**Text segment**
Schoenike said the one thing she wants to see improved with CAPS is wait times. 

“When I was a freshman, my mom passed away,” Schoenike said. “As I’m going through obvious college issues as well as the grief of losing a parent and then dealing with the aftermath … Just dealing with things, someone like me, I need to be seen on a more regular basis than six weeks.” 

Schoenike said she still uses CAPS for psychiatry, but she outsourced her counseling. 

“Sometimes it’s a bit unorganized. I remember one time I waited six weeks to see a counselor and I showed up and they were like, ‘Oh, she’s actually out today,’ and I was like, ‘You have got to be kidding me,’” Schoenike said.

Another issue students face when trying to seek mental health support on campus is finding long-term counseling solutions, which CAPS does not offer.

“[For] someone with a chronic mental illness, CAPS is not the right place to go,” Schoenike said. “I think the reason they don’t necessarily broadcast themselves as like a short-term solution is because, if someone is struggling with mental health, they don’t want to go somewhere that’s going to tell them to go somewhere else.”

CAPS provides resources for students who want to seek counseling or other psychological services outside of the university, such as Psychology Today, a website that can find specific counselors for an individual’s specific needs. 

“In the case of students needing long term counseling services, we have Clinical Care Coordinators that work with the student to attain services in the Tucson community, off campus,” Cox-Howard said in an email.

Krasnow said ASU’s Counseling Services are also not intended to be long-term counseling solutions. 

“Typically when the student identifies for themselves or we recommend something that is longer term than what our resources or our model could provide, we help them find a clinician in the community,” Krasnow said.

Ryan said CAPS should only be one part of the approach to addressing mental health on campus.

**Data**
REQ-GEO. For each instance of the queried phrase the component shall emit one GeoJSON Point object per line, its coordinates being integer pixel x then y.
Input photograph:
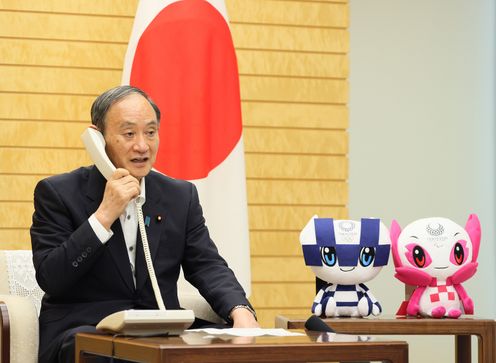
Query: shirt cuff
{"type": "Point", "coordinates": [100, 231]}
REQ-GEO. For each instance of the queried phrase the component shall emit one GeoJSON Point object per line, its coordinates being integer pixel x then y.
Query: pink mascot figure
{"type": "Point", "coordinates": [436, 255]}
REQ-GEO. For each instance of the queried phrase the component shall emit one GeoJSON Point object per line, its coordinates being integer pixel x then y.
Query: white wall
{"type": "Point", "coordinates": [422, 129]}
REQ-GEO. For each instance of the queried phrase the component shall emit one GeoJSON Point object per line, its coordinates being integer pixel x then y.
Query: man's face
{"type": "Point", "coordinates": [131, 135]}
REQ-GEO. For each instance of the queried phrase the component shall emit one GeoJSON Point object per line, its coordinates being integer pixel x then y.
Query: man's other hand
{"type": "Point", "coordinates": [243, 318]}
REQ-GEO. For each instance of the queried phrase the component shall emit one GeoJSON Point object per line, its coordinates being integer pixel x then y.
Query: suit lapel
{"type": "Point", "coordinates": [116, 245]}
{"type": "Point", "coordinates": [152, 214]}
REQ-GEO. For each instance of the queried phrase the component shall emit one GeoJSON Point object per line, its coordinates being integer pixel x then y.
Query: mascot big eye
{"type": "Point", "coordinates": [435, 255]}
{"type": "Point", "coordinates": [345, 254]}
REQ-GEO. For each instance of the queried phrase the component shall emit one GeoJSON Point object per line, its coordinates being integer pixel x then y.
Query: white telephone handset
{"type": "Point", "coordinates": [136, 322]}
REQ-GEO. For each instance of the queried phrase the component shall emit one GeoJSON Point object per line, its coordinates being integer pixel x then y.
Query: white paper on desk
{"type": "Point", "coordinates": [248, 332]}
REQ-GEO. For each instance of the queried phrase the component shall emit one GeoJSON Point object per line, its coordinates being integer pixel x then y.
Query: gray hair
{"type": "Point", "coordinates": [103, 102]}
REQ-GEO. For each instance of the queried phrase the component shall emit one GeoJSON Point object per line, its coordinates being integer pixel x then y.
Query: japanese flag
{"type": "Point", "coordinates": [181, 53]}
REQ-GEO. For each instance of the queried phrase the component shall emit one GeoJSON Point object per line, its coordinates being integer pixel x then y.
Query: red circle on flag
{"type": "Point", "coordinates": [185, 60]}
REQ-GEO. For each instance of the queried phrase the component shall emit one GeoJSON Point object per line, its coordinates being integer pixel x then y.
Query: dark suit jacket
{"type": "Point", "coordinates": [85, 280]}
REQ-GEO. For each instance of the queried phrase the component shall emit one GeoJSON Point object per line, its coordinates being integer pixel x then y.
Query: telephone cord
{"type": "Point", "coordinates": [148, 257]}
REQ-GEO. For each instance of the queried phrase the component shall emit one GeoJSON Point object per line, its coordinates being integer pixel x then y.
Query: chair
{"type": "Point", "coordinates": [20, 301]}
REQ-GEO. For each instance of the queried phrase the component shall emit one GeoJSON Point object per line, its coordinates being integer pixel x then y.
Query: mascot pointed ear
{"type": "Point", "coordinates": [473, 229]}
{"type": "Point", "coordinates": [307, 234]}
{"type": "Point", "coordinates": [394, 233]}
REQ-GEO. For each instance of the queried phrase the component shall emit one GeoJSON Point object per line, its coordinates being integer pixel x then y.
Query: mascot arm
{"type": "Point", "coordinates": [464, 273]}
{"type": "Point", "coordinates": [413, 307]}
{"type": "Point", "coordinates": [467, 302]}
{"type": "Point", "coordinates": [412, 276]}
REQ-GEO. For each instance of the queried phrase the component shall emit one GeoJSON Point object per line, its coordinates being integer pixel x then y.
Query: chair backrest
{"type": "Point", "coordinates": [17, 276]}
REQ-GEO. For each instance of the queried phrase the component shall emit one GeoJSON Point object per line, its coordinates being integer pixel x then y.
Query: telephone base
{"type": "Point", "coordinates": [147, 322]}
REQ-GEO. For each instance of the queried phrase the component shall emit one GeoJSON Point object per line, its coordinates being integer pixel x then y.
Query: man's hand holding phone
{"type": "Point", "coordinates": [121, 188]}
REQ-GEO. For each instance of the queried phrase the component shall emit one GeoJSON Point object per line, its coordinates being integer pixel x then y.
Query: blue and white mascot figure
{"type": "Point", "coordinates": [345, 254]}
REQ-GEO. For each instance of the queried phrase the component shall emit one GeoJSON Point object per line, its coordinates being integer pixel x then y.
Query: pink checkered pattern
{"type": "Point", "coordinates": [442, 289]}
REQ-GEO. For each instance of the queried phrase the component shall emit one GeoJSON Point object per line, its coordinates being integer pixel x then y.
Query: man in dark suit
{"type": "Point", "coordinates": [87, 251]}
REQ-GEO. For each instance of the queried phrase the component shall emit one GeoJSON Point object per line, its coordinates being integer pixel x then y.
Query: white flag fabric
{"type": "Point", "coordinates": [181, 53]}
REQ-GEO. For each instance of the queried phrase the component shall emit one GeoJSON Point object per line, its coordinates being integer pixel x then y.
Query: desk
{"type": "Point", "coordinates": [462, 329]}
{"type": "Point", "coordinates": [195, 348]}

**Problems to work on**
a: Answer these about the article on campus counseling services:
(i) How long did Schoenike wait to see a counselor on the occasion she describes, when she was told the counselor was out that day?
(ii) Which website does CAPS offer as a resource for finding counselors outside the university?
(iii) In Cox-Howard's email, who works with students who need long-term counseling to get services in the Tucson community?
b: Continue the article on campus counseling services from its last sentence.

**Answers to the exercises**
a:
(i) Six weeks.
(ii) Psychology Today.
(iii) Clinical Care Coordinators.

b:
“There needs to be a multi-layered approach to providing support for students and employees at the university,” Ryan said. “If any student goes to CAPS, they will be seen. It might take several hours before they’re seen, but they can only provide short-term interventions. For students who need more long-term help, we need to be able to connect them with those kinds of services too. It’s going to take everything from counseling and advising up to CAPS and psychiatry, the whole thing. There’s not a simple solution.”

The Student Health Advocacy Committee has their own ideas to engage the student community outside of CAPS. SHAC is a student-led organization within the student government and focuses on mental and sexual health.

“The [UA] is actually part of this program called the Healthiest Campus Coalition, and the HCC focuses on mental health and brain health,” said Kaylah Scharf, co-director of SHAC. “They’re planning this huge thing called Brain Week in the spring and SHAC is hopefully going to be a part of that.”

According to Scharf, Brain Week will bring mental health awareness and resources for students. 

“Basically, there’s going to be a presentation and programming and speakers, games for an entire week focusing on mental health and the different ways de-stigmatize it and other ways to cope with the fact that mental health and mental illness plague a lot of students,” Scharf said.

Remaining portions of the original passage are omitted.